• [Directions for this task]
Repeat all entries word for word; skip images.

• [Entries shown]
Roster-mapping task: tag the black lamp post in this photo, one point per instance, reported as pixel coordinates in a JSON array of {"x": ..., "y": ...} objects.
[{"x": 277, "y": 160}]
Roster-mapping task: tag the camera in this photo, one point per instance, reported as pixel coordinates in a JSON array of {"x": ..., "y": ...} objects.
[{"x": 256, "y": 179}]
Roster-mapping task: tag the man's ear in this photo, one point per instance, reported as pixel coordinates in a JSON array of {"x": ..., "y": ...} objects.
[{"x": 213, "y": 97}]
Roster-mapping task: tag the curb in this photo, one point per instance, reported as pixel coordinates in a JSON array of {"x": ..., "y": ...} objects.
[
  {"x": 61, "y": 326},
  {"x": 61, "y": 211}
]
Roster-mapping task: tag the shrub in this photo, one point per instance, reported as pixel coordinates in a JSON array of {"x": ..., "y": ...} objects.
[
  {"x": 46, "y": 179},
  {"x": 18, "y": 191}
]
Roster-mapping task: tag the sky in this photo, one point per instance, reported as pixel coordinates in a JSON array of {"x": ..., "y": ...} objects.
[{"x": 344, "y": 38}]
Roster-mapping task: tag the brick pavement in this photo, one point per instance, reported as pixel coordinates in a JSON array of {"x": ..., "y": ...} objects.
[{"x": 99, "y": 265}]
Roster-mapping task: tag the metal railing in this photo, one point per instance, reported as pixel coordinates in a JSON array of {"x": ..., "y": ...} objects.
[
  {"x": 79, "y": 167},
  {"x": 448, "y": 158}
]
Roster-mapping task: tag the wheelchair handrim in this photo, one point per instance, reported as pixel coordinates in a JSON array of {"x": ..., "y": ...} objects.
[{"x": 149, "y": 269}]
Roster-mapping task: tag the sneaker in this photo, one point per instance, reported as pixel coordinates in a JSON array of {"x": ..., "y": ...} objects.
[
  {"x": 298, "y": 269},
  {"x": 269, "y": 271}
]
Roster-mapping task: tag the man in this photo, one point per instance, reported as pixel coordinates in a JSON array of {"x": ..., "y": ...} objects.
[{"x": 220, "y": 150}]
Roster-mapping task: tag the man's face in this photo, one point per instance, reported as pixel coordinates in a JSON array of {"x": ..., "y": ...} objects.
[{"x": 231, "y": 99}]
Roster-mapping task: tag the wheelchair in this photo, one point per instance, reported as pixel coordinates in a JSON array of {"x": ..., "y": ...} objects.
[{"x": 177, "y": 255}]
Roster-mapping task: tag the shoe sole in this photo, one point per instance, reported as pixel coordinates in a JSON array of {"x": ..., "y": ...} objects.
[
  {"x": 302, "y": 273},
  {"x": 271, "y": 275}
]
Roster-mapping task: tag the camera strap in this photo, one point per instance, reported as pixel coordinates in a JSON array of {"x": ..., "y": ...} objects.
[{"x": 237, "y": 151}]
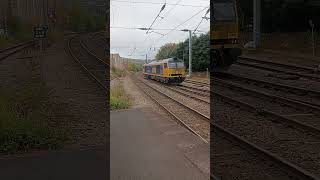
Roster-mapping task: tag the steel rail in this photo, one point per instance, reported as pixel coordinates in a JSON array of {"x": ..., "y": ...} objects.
[
  {"x": 192, "y": 87},
  {"x": 184, "y": 94},
  {"x": 283, "y": 86},
  {"x": 185, "y": 88},
  {"x": 169, "y": 111},
  {"x": 92, "y": 54},
  {"x": 272, "y": 156},
  {"x": 17, "y": 48},
  {"x": 285, "y": 100},
  {"x": 286, "y": 65},
  {"x": 102, "y": 85},
  {"x": 281, "y": 118},
  {"x": 299, "y": 74},
  {"x": 188, "y": 95}
]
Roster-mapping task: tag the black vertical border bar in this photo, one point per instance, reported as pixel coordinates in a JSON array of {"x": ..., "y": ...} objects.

• [Answer for the task]
Roster-mapping task: tag the black lamp post in this photo, one point per instance, reported as pixel coordinates in a JSON array of {"x": ..., "y": ...} objects.
[{"x": 277, "y": 160}]
Roster-mapping task: tag the camera in this photo, one point per instance, reported as pixel coordinates in a JSON array of {"x": ..., "y": ...} objects.
[{"x": 256, "y": 179}]
Roster-mapping task: tag the man's ear in this photo, one point per instance, reported as pixel coordinates in a JSON array of {"x": ..., "y": ...} objects.
[{"x": 213, "y": 97}]
Roster-mapping task: tag the curb in this photo, one point per instance, reported as pixel coordinates in a JSON array of {"x": ..., "y": ...} objects.
[
  {"x": 61, "y": 326},
  {"x": 61, "y": 211}
]
Roster-mapping task: tag the shrub in this photo, one point per instance, reported as pixel coordinates in a JSON array of {"x": ..., "y": ...} objects.
[
  {"x": 46, "y": 179},
  {"x": 18, "y": 191}
]
Roster-mapping task: tag the sky in this photo, one point per instance, reported as pixel coordinates in a JSON array of {"x": ..., "y": ...} objects.
[{"x": 344, "y": 38}]
Roster-mapping task: tag the brick pavement in this photo, one point per instance, reported as pixel coordinates in a JSON array of {"x": ..., "y": ...} objects.
[{"x": 99, "y": 265}]
Roster-mapping task: tag the metal railing in this photo, one point per instance, reported as pixel coordinates in a JSON array of {"x": ..., "y": ...} objects.
[
  {"x": 79, "y": 167},
  {"x": 448, "y": 158}
]
Roster-mapping task: tag the wheelchair handrim in this photo, one point per instance, reported as pixel coordinates in a JSON array of {"x": ..., "y": ...} objects.
[{"x": 149, "y": 269}]
Roster-mapping task: tag the sneaker in this photo, one point per instance, reported as pixel coordinates in a JSON array of {"x": ..., "y": ...} objects.
[
  {"x": 298, "y": 269},
  {"x": 269, "y": 271}
]
Roster-mapping task: tag the man in this photo, one point per instance, reported as pixel coordinates in a JSON array of {"x": ..., "y": ...} objects.
[{"x": 220, "y": 150}]
Roster-mapping task: tag the man's face in this photo, one point per instance, reported as pixel coordinates in a JSON array of {"x": ..., "y": ...} objects.
[{"x": 231, "y": 99}]
Roster-mapping task: tag the wheelchair in this photo, one point per instance, reported as pixel coordinates in a JSON array of {"x": ..., "y": ...} objects.
[{"x": 177, "y": 255}]
Roster-mapping task: tag the shoe sole in this photo, one point per instance, reported as pixel coordinates in a JSON array of {"x": ..., "y": ...} objects.
[
  {"x": 302, "y": 273},
  {"x": 271, "y": 275}
]
Roster-mapping task: tag the camera strap in this photo, one point per instance, reported as pixel coordinates in a JSON array of {"x": ..., "y": ...} objects.
[{"x": 237, "y": 151}]
Roster-mapping task: tag the steel rail in this photo, one point per instance, reported as pixel coordinates in a JSON array of {"x": ..., "y": ...} objects.
[
  {"x": 192, "y": 87},
  {"x": 184, "y": 94},
  {"x": 283, "y": 86},
  {"x": 185, "y": 88},
  {"x": 169, "y": 111},
  {"x": 92, "y": 54},
  {"x": 272, "y": 156},
  {"x": 17, "y": 48},
  {"x": 285, "y": 100},
  {"x": 286, "y": 65},
  {"x": 102, "y": 85},
  {"x": 281, "y": 118},
  {"x": 299, "y": 74},
  {"x": 188, "y": 95}
]
Roster-mapping task: tag the black vertical border bar in this photo, one point per instance, reported as pixel coordinates in a JSON array of {"x": ..., "y": ...} objects.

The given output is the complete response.